Given records
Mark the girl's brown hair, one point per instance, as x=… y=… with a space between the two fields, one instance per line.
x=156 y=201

==

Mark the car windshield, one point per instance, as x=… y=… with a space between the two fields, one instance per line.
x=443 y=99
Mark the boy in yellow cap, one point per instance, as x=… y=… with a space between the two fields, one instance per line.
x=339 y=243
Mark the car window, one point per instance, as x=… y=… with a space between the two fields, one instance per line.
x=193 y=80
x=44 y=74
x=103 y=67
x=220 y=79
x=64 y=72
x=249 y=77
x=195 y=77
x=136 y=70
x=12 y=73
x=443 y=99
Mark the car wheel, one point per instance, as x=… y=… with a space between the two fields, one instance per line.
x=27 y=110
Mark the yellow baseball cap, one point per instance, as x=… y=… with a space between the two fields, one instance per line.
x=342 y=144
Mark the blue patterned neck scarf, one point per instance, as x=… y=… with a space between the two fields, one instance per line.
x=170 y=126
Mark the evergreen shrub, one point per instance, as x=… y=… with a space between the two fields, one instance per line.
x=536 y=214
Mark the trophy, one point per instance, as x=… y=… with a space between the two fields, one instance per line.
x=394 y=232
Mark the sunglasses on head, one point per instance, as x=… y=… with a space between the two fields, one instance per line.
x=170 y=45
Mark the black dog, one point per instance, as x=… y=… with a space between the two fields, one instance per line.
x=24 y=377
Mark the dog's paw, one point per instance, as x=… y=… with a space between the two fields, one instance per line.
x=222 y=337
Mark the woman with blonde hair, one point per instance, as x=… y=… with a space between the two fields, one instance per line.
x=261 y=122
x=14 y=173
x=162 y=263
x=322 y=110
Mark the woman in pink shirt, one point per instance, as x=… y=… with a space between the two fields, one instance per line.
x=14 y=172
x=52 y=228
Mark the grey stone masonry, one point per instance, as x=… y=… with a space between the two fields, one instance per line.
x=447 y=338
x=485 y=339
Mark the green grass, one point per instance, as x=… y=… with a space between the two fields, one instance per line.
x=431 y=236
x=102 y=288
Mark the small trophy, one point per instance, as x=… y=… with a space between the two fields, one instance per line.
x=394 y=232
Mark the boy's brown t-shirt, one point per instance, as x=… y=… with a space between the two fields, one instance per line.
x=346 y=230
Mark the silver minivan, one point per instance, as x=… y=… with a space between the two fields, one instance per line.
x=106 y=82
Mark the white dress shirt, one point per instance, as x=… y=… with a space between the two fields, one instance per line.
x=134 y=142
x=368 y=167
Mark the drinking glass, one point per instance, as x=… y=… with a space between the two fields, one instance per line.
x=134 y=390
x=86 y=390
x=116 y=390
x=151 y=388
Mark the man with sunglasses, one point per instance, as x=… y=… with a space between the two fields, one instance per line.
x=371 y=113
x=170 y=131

* * *

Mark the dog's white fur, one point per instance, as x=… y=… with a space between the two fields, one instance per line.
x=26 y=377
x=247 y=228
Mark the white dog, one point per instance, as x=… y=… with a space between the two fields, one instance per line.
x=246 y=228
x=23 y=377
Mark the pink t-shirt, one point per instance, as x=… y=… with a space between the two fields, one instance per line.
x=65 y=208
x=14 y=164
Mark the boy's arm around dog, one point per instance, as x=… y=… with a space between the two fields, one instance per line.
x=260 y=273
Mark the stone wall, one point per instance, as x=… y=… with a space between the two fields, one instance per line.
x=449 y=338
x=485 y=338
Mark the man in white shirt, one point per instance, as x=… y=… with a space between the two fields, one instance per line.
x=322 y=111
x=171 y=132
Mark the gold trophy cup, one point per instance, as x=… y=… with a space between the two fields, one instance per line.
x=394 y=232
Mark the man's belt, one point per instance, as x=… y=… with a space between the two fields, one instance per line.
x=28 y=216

Goal
Output the stretch of the records from the line containing "Mark the drinking" through the line containing "x=170 y=131", reproducing each line as it stands.

Answer for the task
Mark the drinking glass, one point per instance, as x=… y=… with a space between the two fields, one instance per line.
x=134 y=390
x=86 y=390
x=116 y=390
x=151 y=388
Mark the man with sunglasses, one point per instance, as x=… y=… with a space between the two fields, one instance per line.
x=371 y=113
x=170 y=131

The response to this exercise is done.